## start Source

On Being a Lentendud

A few days ago I posted a little poem — one of my periodic forays into high art — about the affair of the sausages, as a result of which incident the Swiss Reformation began in earnest. It turns out that this poem and other related things generated some excitement on the Internet (and who does not believe that the Internet could always use a little more excitement?)

The poem was simply an application of some of the warnings contained in a joint statement that Christ Church and Trinity Reformed Church developed together. “We stand gratefully in the Reformation tradition which courageously freed the saints of God from those enslaving regulations related to saint days, penitential seasons, and superstititous fasting . . . [we] warn our people to likewise remember these lessons from the history of the church.” Emphasis added, and you can read more on all this both here and here.

Of course Lent can be observed without sinning, and without falling into gnosticism. It can also go the other way. But staying away from the central problems takes a particular kind of spiritual insight. Those who don’t observe Lent, as I don’t, don’t believe the game is worth the candle. Those who do believe it to be worthwhile are certainly free in Christ to have at it. But as they do, it is (I believe) essential for them to take great care that they not allow the traditions of men supplant the authority of Scripture (Matt. 15:3). In my view, this work is frequently not even attempted, which is why I kibitz about this subject from time to time. Let me give just a couple of very simple examples.  

In the Bible, there certainly are times of fasting that may go public without any problem, as when an asteroid is going to land on Kansas City, and the president has asked us all to fast and pray. This is the kind of repentance that the inhabitants of Nineveh showed (Jonah 3:7). But whenever fasting is part of a cyclic, spiritual exercise, when it is an ongoing spiritual discipline, Jesus required that it be a secret between you and God.

“Moreover when ye fast, be not, as the hypocrites, of a sad countenance: for they disfigure their faces, that they may appear unto men to fast. Verily I say unto you, They have their reward. But thou, when thou fastest, anoint thine head, and wash thy face; That thou appear not unto men to fast, but unto thy Father which is in secret: and thy Father, which seeth in secret, shall reward thee openly” (Matt. 6:16-18).

In short, if everybody on Facebook knows what you are not doing for Lent, with fifteen minute updates, along with a snapshot of the burrito you are not eating, you already have your reward. Cultivating a right heart on this is fundamental to Christianity. Understanding this principle is basic. When people are running around yelling about the asteroid, religious showboating is not the great temptation. But if it involves praying the synagogue, giving alms with brass accompaniment, and fasting with a wan countenance and wry commentary, and so forth, Jesus told us very explicitly how we are not supposed to behave.

## end Source
## start Dataset

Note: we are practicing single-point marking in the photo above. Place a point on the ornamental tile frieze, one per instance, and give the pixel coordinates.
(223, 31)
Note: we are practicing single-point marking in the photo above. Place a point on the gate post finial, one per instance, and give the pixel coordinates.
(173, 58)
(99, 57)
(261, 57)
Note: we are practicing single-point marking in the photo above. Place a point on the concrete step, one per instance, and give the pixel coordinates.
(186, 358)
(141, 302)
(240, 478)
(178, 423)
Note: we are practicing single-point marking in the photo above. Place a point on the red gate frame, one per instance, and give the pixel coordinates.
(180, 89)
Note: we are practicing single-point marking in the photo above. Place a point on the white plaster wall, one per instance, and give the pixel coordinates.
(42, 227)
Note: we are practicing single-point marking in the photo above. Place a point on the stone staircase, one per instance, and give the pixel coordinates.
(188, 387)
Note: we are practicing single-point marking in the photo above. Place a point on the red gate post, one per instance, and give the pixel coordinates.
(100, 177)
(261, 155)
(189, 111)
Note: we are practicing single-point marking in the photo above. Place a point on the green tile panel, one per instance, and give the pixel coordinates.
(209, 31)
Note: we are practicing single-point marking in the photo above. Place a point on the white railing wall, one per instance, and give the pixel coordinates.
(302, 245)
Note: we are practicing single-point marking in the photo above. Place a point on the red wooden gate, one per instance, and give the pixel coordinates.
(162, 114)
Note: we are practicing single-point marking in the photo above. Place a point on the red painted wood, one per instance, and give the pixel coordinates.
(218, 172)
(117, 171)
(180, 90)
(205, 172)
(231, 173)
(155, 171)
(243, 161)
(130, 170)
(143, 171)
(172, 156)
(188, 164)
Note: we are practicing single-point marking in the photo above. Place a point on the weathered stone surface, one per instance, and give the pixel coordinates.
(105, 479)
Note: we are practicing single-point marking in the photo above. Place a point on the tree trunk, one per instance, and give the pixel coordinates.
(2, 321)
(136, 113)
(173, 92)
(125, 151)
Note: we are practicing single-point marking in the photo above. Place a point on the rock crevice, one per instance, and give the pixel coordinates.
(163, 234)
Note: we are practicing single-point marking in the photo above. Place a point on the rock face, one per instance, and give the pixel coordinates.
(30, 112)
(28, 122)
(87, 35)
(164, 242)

## end Dataset

- Exercise instructions -
A – In the essay on Lent, which two churches developed the joint statement together?
B – Do these statements agree with the essay on Lent? (i) The writer observes Lent. (ii) Lent can be observed without sinning. (iii) When fasting is an ongoing spiritual discipline, Jesus required that it be kept secret between you and God.

- Answers to the problems -
A – Christ Church and Trinity Reformed Church.

B –
(i) No: "Those who don’t observe Lent, as I don’t, don’t believe the game is worth the candle."
(ii) Yes: "Of course Lent can be observed without sinning, and without falling into gnosticism."
(iii) Yes: "when it is an ongoing spiritual discipline, Jesus required that it be a secret between you and God."